[Task objective]
Among the entries below, one stretch runs from the line that contains "Target: train headlight" through the line that contains "Where can the train roof". Repeat that stretch exactly, ends included, and only that.

### Source data ###

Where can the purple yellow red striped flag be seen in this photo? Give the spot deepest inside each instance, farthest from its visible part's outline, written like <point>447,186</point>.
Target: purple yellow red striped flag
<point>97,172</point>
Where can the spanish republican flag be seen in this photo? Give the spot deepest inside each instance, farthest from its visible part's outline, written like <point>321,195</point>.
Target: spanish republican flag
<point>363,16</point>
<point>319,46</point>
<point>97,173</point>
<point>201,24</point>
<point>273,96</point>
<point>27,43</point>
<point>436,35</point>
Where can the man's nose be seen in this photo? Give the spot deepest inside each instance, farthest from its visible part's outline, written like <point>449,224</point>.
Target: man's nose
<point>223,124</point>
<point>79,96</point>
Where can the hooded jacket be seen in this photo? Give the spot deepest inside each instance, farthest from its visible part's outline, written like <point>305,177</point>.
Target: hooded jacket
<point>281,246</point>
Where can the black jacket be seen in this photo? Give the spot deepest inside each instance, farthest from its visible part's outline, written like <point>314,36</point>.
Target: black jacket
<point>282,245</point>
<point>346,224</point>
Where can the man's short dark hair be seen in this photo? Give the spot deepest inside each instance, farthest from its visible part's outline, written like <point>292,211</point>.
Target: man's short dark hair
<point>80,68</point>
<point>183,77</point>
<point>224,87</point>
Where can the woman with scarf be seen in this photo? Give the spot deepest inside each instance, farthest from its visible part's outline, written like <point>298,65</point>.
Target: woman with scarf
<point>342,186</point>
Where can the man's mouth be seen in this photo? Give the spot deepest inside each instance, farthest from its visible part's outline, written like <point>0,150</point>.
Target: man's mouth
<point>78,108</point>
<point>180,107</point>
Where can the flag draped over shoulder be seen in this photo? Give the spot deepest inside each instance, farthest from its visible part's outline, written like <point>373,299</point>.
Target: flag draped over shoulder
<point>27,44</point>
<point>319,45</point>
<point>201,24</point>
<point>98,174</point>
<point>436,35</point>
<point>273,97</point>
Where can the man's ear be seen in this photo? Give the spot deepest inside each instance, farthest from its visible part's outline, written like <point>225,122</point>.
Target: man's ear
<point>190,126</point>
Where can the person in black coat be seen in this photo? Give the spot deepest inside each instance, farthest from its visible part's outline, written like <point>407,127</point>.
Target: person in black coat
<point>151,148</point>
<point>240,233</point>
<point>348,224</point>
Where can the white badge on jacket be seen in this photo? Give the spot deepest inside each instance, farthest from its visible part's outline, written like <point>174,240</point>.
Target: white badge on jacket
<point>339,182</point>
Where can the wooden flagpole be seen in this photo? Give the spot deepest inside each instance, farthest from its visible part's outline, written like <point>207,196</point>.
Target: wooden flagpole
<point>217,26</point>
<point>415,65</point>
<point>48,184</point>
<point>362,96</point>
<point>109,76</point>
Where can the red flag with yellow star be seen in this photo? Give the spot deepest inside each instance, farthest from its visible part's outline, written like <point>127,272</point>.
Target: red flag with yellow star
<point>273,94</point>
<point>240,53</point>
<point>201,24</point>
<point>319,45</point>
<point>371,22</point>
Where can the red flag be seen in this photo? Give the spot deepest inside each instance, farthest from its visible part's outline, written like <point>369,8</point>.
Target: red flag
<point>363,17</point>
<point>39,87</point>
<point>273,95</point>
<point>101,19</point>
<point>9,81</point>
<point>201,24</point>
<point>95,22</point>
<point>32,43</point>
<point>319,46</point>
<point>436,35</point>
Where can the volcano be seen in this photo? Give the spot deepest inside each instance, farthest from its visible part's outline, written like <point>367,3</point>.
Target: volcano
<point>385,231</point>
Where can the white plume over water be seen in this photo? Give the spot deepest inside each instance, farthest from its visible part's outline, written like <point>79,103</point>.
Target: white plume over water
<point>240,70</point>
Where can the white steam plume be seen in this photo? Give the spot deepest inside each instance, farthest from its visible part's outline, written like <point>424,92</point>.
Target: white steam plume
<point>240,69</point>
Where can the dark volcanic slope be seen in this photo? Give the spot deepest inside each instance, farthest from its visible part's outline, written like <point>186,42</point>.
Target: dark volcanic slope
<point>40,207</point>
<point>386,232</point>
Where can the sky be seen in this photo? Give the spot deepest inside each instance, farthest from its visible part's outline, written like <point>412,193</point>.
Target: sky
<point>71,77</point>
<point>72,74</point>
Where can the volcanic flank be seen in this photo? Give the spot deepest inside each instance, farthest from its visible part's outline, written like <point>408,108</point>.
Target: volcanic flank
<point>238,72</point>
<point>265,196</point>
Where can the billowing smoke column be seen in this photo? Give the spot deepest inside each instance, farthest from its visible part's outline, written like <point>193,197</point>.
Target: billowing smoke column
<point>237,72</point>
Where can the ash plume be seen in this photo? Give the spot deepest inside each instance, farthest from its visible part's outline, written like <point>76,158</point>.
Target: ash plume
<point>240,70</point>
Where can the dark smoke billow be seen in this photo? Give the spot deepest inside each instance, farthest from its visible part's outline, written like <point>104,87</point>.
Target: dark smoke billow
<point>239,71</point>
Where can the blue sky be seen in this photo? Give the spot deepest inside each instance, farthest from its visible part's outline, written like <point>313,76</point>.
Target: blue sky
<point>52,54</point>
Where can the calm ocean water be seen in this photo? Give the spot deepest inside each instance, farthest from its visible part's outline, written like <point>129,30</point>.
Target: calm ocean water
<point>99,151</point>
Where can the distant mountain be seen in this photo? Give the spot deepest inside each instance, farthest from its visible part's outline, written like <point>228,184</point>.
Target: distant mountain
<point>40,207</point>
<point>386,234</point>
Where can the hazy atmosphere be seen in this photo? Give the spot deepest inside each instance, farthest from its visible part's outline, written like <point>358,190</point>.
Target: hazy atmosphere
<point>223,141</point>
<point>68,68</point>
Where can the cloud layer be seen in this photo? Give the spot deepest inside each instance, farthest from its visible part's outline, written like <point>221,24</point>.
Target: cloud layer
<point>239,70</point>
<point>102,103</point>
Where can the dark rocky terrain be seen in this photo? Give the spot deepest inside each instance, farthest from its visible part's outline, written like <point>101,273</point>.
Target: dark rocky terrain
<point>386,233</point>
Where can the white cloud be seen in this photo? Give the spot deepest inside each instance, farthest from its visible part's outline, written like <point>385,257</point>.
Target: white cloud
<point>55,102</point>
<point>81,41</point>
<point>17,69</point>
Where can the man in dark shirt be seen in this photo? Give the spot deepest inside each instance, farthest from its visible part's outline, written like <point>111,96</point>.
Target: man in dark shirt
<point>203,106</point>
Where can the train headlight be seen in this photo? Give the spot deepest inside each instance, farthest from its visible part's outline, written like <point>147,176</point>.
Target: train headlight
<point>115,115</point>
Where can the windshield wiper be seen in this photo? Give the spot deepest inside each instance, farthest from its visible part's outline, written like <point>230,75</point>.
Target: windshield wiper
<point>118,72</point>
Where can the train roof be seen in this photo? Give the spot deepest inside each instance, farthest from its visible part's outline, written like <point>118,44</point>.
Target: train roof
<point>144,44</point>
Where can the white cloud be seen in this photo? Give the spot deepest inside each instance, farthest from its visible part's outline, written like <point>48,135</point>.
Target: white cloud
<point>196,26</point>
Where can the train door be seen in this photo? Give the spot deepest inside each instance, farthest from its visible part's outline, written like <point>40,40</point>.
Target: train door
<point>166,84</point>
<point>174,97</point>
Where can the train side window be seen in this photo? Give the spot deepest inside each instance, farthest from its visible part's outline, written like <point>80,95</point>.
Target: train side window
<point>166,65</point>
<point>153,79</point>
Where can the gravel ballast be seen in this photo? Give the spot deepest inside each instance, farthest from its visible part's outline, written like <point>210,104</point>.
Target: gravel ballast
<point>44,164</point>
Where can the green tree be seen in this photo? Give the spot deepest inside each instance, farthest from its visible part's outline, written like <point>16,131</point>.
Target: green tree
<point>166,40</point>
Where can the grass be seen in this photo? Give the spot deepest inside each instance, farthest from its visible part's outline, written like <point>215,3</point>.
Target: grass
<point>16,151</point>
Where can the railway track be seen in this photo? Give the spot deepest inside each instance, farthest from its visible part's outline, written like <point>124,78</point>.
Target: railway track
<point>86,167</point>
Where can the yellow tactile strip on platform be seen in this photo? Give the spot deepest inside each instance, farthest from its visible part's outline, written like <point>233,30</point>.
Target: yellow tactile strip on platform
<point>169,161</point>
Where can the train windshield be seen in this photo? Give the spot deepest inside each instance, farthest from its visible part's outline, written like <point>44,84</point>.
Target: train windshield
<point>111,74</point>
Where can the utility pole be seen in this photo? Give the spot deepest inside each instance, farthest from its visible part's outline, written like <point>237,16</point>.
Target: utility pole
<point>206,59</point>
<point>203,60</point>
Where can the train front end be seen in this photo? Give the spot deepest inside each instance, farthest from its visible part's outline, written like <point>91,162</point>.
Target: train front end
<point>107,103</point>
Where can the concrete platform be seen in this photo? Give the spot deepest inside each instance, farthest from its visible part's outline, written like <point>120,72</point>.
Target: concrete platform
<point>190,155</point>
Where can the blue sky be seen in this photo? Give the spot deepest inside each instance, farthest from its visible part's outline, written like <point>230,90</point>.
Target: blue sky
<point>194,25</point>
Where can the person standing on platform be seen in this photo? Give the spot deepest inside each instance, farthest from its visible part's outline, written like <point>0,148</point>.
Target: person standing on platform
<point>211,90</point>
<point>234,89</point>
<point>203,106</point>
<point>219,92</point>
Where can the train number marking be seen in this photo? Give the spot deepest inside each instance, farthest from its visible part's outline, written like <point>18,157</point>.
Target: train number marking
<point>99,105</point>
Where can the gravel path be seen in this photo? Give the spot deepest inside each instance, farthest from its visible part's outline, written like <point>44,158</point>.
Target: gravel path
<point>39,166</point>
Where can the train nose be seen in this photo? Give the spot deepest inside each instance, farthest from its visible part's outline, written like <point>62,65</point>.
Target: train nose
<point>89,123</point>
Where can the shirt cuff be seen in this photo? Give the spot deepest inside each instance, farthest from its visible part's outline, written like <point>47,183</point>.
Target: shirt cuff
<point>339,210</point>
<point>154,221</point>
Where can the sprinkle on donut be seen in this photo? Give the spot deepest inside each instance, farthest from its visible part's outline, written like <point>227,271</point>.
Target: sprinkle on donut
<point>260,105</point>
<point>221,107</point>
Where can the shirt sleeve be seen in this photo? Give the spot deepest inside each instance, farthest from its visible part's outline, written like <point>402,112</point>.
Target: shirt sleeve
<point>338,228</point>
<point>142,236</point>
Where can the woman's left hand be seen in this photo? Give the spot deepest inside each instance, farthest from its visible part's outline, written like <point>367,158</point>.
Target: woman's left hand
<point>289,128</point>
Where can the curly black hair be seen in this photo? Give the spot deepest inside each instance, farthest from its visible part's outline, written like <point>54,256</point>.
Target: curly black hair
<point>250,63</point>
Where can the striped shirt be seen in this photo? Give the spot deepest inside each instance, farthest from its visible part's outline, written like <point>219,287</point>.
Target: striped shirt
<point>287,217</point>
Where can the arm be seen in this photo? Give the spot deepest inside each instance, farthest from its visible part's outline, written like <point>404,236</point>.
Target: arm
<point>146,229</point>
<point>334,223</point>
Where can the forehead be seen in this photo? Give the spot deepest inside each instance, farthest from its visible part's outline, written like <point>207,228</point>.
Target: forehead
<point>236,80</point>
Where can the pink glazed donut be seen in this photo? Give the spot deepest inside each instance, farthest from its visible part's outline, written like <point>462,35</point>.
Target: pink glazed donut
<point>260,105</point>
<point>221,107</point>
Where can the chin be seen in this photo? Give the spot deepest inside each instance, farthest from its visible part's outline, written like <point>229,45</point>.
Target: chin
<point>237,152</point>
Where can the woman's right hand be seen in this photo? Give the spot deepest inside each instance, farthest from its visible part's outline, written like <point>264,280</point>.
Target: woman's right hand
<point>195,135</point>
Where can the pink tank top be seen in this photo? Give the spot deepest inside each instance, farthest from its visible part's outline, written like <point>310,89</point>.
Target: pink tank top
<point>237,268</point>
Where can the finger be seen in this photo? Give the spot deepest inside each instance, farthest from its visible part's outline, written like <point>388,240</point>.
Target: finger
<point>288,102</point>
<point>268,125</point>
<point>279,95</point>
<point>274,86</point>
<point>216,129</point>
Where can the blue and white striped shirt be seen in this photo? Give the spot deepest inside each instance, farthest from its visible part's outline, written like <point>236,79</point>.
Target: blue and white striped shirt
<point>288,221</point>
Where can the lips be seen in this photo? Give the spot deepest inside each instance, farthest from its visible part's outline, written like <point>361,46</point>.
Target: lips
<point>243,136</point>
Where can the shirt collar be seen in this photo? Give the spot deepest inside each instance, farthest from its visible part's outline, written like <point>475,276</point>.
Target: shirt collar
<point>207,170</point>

###

[Problem solution]
Target: train headlight
<point>115,115</point>
Where can the windshield wiper be seen in this photo? Give the spot deepest inside each instance, farthest from its visible part's outline, written like <point>230,75</point>.
Target: windshield wiper
<point>118,72</point>
Where can the train roof be seen in this photo? Give the spot deepest inside each instance, farthest from its visible part's outline, written like <point>118,44</point>.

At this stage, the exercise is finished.